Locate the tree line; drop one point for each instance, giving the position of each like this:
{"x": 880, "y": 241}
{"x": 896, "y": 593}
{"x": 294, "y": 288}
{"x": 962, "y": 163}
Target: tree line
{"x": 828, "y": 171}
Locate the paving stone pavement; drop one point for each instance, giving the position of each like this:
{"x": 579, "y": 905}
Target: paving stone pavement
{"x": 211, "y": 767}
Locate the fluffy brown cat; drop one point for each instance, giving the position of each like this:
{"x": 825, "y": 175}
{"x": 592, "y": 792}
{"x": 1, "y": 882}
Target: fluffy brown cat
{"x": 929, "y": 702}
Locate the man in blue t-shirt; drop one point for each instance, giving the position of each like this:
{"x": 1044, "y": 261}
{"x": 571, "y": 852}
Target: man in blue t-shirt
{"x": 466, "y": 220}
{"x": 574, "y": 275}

* **Task directions**
Your response must repeat all of the material above exactly.

* **Output for this exercise**
Locate the tree line; drop one point for each instance, giving the position of each like this:
{"x": 880, "y": 241}
{"x": 896, "y": 593}
{"x": 294, "y": 288}
{"x": 962, "y": 163}
Target: tree line
{"x": 828, "y": 171}
Locate the paving stone pavement; drop one point for each instance, giving the position of each like this:
{"x": 579, "y": 905}
Target: paving stone pavement
{"x": 211, "y": 767}
Locate the fluffy brown cat; drop one point for each instance, giving the position of each like this:
{"x": 825, "y": 175}
{"x": 592, "y": 792}
{"x": 1, "y": 882}
Target: fluffy brown cat
{"x": 929, "y": 702}
Locate the man in blue t-shirt; drop one point for each instance, giving the position of each like this:
{"x": 1044, "y": 261}
{"x": 571, "y": 852}
Target: man in blue t-shirt
{"x": 466, "y": 220}
{"x": 574, "y": 275}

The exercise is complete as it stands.